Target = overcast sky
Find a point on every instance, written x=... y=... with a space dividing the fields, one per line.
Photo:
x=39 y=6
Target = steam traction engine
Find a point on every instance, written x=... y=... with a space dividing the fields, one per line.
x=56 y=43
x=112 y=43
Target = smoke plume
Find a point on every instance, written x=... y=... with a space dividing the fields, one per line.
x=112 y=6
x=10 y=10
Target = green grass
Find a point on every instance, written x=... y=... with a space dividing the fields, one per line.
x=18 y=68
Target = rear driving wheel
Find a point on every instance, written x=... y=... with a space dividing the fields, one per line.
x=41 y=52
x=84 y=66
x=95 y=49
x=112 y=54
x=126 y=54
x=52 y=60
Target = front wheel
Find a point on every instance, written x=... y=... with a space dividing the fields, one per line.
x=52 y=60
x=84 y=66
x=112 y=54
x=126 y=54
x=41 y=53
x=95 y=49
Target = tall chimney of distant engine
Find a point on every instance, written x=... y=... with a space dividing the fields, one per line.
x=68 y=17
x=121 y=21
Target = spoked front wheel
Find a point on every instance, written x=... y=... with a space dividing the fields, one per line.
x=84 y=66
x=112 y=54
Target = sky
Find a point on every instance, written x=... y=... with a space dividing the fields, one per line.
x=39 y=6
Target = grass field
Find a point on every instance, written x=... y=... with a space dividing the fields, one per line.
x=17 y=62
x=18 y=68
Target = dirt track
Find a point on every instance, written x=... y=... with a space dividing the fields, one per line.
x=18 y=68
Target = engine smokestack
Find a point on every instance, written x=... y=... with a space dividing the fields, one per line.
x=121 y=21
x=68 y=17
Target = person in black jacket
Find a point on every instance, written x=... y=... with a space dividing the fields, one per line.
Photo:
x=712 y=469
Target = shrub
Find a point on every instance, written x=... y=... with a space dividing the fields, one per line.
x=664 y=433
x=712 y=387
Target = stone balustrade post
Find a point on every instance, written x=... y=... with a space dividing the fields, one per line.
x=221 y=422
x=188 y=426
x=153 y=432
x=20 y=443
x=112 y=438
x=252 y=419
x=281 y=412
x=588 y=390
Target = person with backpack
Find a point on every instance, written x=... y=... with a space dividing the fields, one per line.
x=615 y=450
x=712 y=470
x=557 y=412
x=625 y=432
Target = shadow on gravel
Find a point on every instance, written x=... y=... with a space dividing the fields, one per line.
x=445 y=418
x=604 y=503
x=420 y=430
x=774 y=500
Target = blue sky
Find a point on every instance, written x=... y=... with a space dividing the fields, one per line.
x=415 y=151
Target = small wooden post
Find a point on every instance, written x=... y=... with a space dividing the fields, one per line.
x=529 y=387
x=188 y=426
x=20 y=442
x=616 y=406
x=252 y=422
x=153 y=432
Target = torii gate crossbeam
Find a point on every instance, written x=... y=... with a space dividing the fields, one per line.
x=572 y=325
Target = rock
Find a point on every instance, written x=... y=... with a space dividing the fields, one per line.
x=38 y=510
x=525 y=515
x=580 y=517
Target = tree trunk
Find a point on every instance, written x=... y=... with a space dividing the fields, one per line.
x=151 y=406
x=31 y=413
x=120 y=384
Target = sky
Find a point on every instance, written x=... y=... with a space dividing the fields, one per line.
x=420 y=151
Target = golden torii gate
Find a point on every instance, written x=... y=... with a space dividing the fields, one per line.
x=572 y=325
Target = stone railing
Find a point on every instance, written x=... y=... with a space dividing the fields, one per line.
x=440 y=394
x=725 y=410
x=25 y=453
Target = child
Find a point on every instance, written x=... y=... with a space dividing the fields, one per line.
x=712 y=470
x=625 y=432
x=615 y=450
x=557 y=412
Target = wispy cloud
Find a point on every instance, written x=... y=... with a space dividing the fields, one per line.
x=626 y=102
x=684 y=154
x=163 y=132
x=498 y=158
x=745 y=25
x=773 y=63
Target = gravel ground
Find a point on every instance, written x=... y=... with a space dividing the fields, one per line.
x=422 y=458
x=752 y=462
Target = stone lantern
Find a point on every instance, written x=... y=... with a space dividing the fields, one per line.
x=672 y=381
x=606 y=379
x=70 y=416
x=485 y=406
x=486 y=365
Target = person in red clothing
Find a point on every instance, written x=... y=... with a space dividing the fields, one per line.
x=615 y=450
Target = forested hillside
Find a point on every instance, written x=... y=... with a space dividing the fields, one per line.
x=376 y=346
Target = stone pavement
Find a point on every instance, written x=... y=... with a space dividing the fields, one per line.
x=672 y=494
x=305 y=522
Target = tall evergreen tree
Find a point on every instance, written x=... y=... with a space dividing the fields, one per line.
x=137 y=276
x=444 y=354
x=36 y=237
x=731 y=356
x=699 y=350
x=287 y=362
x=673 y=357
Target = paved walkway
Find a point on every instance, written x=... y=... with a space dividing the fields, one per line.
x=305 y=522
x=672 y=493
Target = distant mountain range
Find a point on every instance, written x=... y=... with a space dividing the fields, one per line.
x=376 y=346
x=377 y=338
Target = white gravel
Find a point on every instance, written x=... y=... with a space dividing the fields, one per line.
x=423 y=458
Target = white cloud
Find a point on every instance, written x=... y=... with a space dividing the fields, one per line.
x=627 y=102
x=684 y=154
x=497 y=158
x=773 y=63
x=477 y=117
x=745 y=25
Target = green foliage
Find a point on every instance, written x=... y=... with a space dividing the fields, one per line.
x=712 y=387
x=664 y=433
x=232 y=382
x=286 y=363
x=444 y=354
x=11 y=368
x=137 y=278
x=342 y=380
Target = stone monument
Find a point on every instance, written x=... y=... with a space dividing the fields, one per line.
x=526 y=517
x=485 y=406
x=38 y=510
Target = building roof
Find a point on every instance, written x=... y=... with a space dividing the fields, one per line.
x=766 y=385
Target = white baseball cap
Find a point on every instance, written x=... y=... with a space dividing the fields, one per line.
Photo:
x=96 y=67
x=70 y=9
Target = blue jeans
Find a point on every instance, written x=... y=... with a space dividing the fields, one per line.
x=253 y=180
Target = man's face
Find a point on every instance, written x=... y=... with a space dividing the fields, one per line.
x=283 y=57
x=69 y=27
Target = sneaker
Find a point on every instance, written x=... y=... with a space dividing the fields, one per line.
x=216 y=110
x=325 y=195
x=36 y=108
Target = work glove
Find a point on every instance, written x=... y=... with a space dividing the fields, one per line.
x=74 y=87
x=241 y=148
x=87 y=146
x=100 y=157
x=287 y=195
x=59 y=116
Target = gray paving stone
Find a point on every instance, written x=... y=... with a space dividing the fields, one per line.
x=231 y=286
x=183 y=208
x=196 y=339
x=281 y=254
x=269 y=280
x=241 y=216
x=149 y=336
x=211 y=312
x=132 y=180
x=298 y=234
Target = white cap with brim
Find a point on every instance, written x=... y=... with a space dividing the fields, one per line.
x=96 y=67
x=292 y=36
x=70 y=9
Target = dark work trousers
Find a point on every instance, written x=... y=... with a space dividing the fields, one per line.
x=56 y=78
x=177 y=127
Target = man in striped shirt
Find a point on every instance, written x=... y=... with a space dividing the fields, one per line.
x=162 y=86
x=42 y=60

EXERCISE PROMPT: The word to look for is "wheel"; copy out every line of the entries that holds it.

COMPLETED EXERCISE:
Target = rear driving wheel
Target = front wheel
Target = spoked front wheel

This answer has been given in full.